Goal: Only the lines from the line holding "# test: point to the stone wall, one" to the last line should be output, each exactly as given.

━━ Extracted material

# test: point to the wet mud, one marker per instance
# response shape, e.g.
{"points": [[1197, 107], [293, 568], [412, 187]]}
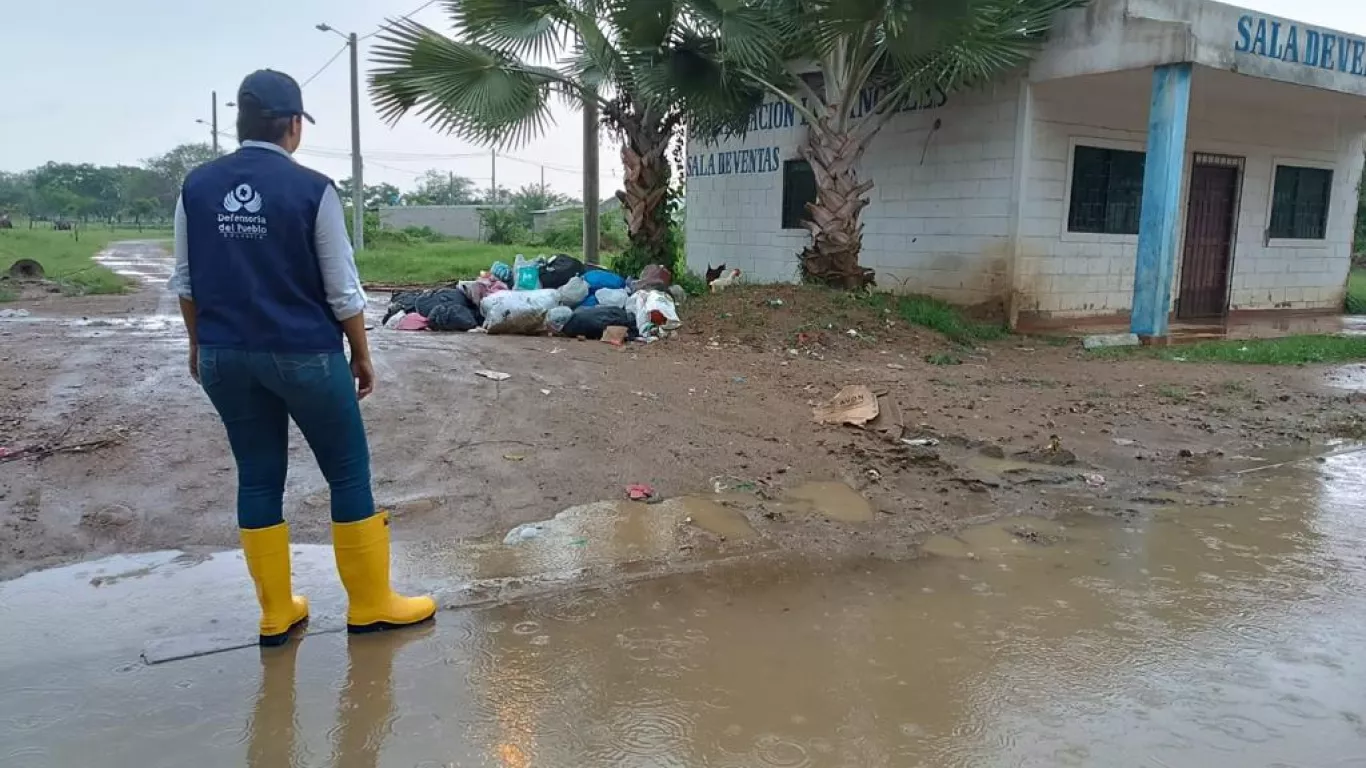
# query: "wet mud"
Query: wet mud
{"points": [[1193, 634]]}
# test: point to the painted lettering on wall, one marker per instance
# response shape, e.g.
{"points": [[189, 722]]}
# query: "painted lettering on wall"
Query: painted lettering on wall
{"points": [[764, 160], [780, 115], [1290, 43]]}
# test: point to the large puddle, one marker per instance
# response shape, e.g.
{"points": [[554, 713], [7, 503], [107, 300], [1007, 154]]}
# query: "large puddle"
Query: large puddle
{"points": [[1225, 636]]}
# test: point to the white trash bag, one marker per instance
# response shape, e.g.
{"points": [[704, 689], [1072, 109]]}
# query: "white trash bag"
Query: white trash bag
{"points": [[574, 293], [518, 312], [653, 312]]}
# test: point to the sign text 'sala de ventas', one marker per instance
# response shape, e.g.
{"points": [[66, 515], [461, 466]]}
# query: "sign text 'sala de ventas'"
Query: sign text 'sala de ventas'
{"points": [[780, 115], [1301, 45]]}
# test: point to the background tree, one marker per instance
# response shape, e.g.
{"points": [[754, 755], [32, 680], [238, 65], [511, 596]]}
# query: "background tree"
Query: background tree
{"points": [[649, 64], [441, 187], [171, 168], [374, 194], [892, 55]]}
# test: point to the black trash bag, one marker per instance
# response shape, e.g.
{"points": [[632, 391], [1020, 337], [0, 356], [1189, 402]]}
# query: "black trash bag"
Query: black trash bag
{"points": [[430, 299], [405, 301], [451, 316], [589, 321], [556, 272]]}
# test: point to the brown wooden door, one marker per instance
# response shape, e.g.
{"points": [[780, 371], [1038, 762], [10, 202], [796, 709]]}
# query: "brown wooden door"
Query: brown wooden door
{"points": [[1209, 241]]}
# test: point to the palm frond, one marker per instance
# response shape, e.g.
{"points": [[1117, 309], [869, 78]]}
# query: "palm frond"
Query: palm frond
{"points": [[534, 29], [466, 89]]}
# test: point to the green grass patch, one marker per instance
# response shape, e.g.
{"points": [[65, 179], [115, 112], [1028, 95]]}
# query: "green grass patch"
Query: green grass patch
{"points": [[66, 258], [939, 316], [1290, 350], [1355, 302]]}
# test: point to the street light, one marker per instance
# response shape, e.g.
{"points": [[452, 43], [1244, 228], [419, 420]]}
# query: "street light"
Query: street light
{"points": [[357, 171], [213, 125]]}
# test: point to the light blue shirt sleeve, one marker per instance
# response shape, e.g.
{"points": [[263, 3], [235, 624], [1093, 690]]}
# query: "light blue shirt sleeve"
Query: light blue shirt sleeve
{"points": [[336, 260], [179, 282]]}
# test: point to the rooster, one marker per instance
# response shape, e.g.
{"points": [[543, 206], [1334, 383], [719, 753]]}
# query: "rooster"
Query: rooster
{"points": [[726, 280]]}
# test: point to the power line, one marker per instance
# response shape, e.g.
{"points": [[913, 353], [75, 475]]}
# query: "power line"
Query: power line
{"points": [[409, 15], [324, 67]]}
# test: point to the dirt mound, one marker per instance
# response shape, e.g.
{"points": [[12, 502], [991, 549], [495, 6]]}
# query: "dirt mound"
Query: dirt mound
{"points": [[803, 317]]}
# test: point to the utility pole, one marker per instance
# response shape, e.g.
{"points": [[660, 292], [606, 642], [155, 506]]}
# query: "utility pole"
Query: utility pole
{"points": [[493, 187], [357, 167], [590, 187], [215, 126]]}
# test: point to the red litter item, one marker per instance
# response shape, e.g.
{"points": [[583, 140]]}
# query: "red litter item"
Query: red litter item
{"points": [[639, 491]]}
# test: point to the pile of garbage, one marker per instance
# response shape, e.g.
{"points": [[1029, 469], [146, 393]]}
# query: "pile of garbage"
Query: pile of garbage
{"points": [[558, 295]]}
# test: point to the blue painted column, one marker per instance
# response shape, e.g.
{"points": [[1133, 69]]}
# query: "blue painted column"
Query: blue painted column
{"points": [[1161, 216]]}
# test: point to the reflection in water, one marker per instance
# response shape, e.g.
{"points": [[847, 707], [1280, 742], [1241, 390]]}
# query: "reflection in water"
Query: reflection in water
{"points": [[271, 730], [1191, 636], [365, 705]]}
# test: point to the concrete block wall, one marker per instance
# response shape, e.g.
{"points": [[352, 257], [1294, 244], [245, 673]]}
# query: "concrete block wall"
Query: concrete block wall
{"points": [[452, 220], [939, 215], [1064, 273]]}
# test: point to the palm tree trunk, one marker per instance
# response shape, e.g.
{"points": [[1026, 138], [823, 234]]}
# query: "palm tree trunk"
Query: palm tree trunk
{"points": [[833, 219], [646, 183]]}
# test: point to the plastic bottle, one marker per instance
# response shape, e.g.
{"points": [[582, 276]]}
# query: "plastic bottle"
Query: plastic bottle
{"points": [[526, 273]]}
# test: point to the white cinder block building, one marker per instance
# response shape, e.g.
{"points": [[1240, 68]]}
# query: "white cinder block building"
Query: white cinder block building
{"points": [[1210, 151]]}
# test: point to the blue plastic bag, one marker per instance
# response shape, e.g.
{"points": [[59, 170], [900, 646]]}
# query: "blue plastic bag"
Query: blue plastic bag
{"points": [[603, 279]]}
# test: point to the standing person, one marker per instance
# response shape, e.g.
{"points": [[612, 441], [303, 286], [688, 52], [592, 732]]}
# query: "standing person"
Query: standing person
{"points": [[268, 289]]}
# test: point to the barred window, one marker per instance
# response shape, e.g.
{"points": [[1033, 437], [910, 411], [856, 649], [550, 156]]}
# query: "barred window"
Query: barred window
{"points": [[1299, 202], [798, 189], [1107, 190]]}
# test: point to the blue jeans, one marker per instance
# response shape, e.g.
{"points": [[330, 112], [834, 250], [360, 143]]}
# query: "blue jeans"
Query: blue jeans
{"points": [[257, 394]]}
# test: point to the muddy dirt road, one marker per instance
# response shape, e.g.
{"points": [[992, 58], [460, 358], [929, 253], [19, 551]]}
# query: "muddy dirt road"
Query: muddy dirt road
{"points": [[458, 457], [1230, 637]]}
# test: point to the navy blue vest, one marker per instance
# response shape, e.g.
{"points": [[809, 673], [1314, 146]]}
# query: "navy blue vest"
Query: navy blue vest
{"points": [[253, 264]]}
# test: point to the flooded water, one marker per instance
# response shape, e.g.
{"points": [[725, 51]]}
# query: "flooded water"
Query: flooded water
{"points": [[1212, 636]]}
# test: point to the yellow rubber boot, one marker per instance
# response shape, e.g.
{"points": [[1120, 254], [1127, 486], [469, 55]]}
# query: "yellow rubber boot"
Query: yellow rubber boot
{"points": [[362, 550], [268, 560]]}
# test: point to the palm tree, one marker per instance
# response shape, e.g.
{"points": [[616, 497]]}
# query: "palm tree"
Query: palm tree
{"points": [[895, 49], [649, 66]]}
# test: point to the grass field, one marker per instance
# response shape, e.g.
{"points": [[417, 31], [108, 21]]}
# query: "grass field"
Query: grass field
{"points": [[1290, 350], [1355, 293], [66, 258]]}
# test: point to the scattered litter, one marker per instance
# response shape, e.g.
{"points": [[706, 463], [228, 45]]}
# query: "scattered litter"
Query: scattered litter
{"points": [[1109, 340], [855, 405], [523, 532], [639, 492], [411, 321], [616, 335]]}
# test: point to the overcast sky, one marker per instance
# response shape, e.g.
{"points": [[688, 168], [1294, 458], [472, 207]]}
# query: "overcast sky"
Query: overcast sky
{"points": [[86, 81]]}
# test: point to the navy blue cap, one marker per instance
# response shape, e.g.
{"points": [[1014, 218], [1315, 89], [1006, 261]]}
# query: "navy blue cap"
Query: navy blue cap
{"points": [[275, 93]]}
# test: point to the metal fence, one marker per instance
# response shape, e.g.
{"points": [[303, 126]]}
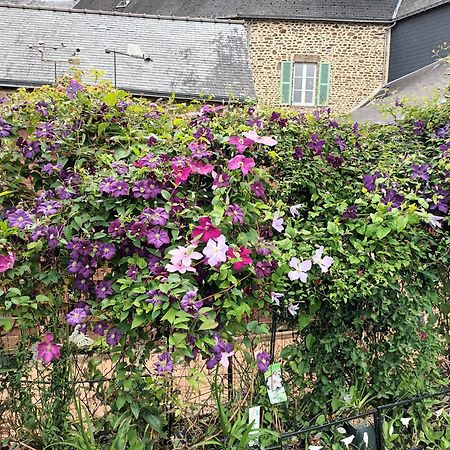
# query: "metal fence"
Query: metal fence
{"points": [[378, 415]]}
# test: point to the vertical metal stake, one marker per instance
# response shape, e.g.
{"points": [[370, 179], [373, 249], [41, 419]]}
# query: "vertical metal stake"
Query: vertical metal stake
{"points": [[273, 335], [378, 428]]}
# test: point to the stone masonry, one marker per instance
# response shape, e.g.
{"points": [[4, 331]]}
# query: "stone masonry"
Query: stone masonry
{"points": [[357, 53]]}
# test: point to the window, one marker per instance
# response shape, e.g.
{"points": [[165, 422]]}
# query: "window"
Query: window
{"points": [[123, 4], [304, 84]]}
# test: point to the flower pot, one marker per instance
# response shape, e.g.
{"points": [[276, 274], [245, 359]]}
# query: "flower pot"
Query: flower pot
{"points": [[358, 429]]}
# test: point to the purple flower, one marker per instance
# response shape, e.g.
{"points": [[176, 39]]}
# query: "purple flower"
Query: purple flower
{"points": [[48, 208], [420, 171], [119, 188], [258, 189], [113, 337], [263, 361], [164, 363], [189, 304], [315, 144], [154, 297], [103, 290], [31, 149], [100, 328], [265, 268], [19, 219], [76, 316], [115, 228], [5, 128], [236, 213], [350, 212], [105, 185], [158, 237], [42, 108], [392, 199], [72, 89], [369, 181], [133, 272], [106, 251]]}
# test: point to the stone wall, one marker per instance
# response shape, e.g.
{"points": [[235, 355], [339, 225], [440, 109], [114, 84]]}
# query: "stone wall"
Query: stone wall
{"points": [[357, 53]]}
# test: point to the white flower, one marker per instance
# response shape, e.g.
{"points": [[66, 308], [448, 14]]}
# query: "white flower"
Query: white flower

━━━━

Task answer:
# test: point to the stone wall, one marker per instance
# response shape, e.g.
{"points": [[235, 355], [339, 225], [440, 109], [114, 84]]}
# query: "stone wall"
Query: stone wall
{"points": [[357, 53]]}
# test: point to the white flower, one marker per instance
# response shape, e.g.
{"points": [[66, 308], [448, 14]]}
# query: "white flower"
Query: white flower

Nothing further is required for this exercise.